- Texto proporcionado:
========================================================================
Garantizar el derecho a la salud de quienes viven con el virus y prevenir nuevas infecciones no es solo un deber ético, sino también una inversión en una sociedad más justa y solidaria. Ignorar esta alerta sanitaria tiene consecuencias que Chile ya no puede permitirse.
Cada 1 de diciembre, el Día Mundial del Sida nos recuerda la necesidad de abordar con urgencia un problema que, en Chile, sigue siendo una deuda pendiente: el VIH. Pese a que la percepción generalizada pueda dar a entender que se trata de un problema resuelto, los datos cuentan una historia distinta. Según estimaciones de Onusida, 91 mil personas viven con VIH en nuestro país, con un aumento sostenido en los diagnósticos durante la última década.
Entre 2010 y 2024 Chile experimentó un incremento del 59% en el número de casos, lo que nos posiciona como el país con el mayor aumento en Latinoamérica.
En términos más recientes, el Ministerio de Salud reportó 5.401 diagnósticos nuevos en 2022, 4.795 en 2023 y 2.246 solo en la primera mitad de 2024. Este incremento es especialmente alarmante entre jóvenes de 20 a 39 años, quienes representan el 70% de los casos nuevos.
A pesar de este panorama, el VIH ha desaparecido prácticamente de las prioridades sanitarias nacionales. La despriorización del virus en las canastas del GES (Garantías Explícitas en Salud) es uno de los factores más preocupantes. Esta decisión ha perpetuado una alarmante inequidad en el acceso a tratamientos.
Mientras el sector privado cuenta con opciones innovadoras que mejoran la calidad de vida de los pacientes, el sistema público sigue ofreciendo terapias que no consideran las necesidades individuales ni los efectos a largo plazo.
========================================================================
- Objetivo del ejercicio: Cita sin cambios, del texto sobre el VIH en Chile, todo lo que va desde "En términos más" hasta "los casos nuevos.". El listado es material aparte, independiente del texto.

- Registros extraídos:
========================================================================
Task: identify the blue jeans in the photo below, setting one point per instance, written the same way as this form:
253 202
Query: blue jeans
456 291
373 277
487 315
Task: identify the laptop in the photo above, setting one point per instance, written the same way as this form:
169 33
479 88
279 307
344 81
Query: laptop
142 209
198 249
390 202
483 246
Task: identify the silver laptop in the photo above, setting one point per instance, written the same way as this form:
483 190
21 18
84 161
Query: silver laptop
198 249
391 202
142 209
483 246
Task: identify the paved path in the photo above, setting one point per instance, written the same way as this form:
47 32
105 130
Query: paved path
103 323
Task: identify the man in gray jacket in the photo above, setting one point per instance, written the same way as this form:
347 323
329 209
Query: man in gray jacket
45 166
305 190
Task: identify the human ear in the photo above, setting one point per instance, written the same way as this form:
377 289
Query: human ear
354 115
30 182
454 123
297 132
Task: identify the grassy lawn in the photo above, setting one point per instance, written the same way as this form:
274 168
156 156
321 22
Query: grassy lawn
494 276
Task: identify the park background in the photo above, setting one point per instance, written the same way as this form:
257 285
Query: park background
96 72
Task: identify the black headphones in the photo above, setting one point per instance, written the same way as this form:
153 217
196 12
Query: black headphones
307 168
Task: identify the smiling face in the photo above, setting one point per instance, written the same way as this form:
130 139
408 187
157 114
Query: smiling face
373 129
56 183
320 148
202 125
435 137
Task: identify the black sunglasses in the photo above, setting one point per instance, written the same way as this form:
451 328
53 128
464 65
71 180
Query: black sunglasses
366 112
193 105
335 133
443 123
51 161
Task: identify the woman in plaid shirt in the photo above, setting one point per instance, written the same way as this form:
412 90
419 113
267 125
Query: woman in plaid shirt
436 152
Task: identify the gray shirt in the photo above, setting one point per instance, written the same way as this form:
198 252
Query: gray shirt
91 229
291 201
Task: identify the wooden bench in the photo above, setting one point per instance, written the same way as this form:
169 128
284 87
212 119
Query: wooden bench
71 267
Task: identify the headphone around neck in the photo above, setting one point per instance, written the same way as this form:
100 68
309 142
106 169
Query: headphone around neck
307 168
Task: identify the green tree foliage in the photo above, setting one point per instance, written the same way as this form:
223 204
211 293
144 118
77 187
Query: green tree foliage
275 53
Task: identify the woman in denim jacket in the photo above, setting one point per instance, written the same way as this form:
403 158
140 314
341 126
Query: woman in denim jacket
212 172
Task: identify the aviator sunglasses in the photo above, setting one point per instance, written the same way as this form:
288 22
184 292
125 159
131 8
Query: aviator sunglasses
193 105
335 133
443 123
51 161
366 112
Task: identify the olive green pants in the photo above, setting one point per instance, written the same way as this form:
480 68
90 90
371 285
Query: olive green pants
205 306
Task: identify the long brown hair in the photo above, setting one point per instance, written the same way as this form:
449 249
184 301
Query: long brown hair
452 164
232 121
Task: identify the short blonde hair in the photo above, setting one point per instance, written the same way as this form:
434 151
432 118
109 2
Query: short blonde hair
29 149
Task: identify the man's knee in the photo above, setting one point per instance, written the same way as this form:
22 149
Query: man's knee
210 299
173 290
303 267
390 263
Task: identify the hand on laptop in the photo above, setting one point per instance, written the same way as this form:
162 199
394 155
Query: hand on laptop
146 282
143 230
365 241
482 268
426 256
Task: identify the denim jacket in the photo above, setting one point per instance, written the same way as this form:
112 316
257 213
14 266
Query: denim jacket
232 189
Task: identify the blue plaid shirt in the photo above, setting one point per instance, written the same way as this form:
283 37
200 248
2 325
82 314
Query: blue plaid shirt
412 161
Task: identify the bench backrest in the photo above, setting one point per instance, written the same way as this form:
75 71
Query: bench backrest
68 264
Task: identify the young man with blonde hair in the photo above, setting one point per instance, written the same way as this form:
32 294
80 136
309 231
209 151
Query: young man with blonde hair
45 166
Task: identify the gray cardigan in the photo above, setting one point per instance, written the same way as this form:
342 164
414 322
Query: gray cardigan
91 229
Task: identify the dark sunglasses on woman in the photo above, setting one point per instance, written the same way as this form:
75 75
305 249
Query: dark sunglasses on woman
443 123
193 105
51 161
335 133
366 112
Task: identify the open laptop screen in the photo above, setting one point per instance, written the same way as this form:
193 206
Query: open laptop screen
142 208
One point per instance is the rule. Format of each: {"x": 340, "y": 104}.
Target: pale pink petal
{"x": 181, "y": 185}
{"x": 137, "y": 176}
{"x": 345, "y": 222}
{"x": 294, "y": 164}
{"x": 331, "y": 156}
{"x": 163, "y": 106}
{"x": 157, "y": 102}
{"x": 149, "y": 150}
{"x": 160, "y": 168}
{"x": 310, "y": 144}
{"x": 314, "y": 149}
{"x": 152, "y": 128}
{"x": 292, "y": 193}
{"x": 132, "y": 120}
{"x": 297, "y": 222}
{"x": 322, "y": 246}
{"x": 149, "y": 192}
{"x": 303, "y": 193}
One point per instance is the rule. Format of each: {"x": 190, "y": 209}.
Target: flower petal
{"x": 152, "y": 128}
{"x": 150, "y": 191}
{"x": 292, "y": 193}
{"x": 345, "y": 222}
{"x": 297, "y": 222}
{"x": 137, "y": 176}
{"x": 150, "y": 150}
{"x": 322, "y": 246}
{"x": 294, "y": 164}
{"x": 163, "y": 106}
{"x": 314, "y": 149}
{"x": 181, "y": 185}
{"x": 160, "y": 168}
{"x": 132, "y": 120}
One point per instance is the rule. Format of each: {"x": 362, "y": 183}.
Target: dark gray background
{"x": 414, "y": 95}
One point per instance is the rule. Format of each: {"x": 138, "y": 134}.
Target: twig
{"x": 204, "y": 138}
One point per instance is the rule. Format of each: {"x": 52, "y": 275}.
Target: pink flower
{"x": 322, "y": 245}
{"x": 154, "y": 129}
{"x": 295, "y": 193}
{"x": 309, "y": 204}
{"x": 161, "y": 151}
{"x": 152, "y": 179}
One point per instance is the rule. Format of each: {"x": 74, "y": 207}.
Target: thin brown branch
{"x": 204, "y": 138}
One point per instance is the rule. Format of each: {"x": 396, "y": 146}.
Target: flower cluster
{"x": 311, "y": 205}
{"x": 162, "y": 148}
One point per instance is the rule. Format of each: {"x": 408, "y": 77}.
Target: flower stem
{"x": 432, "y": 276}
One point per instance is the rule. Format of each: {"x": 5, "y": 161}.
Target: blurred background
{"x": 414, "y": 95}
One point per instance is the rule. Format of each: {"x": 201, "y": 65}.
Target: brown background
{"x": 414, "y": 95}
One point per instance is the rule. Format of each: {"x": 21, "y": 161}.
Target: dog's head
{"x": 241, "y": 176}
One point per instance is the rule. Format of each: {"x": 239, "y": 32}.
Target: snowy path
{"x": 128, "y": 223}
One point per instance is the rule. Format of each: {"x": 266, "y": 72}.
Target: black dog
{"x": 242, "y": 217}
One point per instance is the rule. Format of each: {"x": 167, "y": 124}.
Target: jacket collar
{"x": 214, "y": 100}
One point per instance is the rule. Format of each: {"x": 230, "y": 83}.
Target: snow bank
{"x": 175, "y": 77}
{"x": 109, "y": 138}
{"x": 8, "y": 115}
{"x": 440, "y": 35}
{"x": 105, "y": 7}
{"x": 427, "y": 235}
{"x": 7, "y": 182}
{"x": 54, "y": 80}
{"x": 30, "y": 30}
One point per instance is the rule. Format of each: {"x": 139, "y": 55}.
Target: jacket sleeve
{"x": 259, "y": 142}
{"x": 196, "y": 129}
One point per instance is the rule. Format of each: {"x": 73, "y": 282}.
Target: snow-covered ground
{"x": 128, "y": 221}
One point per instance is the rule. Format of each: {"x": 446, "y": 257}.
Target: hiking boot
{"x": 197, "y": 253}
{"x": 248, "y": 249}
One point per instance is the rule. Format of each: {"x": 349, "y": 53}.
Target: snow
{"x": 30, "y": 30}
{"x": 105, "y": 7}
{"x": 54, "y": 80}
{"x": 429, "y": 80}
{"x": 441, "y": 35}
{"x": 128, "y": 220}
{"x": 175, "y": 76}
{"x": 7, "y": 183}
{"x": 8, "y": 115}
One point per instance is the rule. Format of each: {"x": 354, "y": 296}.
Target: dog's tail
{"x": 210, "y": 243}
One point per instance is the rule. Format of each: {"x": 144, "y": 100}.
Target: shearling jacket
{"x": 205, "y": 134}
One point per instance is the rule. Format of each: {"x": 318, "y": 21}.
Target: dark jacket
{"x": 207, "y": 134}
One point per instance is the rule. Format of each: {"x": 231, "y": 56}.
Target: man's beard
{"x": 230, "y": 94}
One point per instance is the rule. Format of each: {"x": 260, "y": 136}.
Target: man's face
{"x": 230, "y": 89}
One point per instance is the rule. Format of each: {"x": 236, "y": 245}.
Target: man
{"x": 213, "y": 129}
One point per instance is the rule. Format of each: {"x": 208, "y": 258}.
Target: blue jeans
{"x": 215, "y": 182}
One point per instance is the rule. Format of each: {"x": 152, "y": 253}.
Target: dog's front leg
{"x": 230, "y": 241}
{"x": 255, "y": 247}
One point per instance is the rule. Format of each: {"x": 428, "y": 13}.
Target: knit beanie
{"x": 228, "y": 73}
========================================================================
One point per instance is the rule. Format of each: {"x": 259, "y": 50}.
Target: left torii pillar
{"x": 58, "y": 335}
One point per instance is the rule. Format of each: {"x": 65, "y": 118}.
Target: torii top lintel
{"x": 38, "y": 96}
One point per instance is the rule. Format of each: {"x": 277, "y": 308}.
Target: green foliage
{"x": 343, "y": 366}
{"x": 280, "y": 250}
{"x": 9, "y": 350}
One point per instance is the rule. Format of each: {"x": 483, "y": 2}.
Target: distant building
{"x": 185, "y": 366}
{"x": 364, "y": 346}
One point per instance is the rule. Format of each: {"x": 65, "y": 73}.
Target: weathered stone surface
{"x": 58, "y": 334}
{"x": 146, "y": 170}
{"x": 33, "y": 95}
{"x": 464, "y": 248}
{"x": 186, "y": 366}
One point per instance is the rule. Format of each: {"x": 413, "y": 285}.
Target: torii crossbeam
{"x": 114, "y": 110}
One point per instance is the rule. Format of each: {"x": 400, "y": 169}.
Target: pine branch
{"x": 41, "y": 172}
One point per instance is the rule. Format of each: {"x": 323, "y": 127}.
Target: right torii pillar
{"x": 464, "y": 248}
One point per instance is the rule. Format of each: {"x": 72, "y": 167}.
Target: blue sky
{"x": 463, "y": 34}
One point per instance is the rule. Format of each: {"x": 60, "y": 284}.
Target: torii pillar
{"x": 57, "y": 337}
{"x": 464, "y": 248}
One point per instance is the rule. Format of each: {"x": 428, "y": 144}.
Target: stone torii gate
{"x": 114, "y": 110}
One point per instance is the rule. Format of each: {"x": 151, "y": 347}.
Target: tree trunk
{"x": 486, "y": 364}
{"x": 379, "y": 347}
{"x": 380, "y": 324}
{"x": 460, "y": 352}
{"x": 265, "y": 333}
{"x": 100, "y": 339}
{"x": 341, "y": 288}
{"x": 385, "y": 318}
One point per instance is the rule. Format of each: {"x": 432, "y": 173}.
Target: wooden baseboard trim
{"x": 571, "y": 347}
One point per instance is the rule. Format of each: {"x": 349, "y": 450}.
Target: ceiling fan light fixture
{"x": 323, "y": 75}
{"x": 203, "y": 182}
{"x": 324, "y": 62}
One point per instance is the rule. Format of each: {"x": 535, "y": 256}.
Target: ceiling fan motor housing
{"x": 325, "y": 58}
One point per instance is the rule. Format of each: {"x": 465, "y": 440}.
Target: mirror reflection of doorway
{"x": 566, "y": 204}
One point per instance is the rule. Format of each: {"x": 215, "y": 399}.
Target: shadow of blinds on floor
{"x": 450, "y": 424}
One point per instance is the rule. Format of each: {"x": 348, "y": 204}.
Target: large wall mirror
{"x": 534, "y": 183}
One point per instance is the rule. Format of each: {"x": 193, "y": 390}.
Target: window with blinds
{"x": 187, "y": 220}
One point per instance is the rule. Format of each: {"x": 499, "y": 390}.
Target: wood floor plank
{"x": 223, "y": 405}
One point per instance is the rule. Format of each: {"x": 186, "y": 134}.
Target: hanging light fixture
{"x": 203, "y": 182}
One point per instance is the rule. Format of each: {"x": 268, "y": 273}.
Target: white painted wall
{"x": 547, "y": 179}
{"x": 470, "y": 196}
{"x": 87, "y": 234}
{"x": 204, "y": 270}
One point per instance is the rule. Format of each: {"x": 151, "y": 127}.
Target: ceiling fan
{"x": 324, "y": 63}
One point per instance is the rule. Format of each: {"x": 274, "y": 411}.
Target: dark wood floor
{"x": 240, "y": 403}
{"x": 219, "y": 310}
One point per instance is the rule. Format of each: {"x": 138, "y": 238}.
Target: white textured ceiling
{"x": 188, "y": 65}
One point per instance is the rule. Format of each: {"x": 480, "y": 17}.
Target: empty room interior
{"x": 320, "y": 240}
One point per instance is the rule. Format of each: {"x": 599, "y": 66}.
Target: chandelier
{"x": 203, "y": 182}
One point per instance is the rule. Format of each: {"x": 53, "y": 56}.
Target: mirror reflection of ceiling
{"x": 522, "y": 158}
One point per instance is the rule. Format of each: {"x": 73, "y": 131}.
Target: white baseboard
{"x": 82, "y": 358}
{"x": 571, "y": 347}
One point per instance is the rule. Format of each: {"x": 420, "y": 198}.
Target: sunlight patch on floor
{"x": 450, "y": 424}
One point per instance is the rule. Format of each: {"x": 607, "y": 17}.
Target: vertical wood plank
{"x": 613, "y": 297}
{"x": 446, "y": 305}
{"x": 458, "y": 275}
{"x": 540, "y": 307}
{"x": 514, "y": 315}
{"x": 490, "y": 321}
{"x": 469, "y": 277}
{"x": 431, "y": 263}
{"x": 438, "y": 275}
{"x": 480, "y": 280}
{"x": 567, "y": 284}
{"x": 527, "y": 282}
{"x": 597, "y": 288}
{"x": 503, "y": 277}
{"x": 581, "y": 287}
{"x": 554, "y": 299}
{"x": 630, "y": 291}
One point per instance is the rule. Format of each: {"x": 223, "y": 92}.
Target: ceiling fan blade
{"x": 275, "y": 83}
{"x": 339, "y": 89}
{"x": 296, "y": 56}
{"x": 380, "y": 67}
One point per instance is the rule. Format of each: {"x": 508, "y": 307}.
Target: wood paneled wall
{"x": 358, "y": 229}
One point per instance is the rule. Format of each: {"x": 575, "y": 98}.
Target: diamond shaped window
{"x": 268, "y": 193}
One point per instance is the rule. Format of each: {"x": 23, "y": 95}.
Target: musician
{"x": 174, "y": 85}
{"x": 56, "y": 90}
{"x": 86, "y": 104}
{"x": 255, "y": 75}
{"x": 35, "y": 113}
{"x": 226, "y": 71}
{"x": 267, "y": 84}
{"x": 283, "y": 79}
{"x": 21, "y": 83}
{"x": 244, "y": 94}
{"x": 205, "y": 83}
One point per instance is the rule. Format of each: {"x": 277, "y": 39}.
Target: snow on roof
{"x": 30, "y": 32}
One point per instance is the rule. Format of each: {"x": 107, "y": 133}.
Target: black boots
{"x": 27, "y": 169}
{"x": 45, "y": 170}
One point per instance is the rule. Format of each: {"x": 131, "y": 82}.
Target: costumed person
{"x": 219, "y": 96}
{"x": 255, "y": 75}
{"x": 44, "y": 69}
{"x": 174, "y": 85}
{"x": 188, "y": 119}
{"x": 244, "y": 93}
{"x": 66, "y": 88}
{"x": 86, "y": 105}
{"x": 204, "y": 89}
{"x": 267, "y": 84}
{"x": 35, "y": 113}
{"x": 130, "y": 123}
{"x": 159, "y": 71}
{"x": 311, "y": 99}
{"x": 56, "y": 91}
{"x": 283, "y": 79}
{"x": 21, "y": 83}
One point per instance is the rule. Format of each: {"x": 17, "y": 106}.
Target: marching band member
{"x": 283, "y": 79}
========================================================================
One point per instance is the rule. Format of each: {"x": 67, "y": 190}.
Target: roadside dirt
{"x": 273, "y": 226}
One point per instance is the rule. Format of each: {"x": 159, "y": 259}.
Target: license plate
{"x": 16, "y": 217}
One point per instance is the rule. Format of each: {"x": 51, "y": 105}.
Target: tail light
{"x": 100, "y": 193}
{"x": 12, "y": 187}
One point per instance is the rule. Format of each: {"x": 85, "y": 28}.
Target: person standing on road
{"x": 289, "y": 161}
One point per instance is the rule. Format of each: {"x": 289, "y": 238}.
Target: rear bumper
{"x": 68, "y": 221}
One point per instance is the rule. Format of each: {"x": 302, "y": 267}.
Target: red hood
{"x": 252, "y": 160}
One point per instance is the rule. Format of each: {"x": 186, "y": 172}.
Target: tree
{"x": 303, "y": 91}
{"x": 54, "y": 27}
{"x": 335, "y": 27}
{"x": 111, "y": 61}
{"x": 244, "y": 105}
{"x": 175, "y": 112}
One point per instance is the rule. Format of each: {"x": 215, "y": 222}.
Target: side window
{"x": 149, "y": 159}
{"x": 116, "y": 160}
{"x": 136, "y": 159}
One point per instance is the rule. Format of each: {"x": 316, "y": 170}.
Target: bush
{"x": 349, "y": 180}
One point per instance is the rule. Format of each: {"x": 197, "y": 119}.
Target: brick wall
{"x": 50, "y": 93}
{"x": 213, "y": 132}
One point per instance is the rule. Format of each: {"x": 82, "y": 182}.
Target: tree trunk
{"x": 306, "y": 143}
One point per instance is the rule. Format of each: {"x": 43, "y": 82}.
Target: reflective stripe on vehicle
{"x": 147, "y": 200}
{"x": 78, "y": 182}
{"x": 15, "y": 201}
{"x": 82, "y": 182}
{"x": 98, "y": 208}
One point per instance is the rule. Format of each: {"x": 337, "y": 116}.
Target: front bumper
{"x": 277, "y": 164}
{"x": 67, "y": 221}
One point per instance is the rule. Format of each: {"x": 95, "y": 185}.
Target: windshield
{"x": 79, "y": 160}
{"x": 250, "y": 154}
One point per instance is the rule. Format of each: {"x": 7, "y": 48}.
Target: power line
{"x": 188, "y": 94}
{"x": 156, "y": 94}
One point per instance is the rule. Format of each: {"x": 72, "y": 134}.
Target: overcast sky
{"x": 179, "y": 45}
========================================================================
- Resultado del ejercicio:
En términos más recientes, el Ministerio de Salud reportó 5.401 diagnósticos nuevos en 2022, 4.795 en 2023 y 2.246 solo en la primera mitad de 2024. Este incremento es especialmente alarmante entre jóvenes de 20 a 39 años, quienes representan el 70% de los casos nuevos.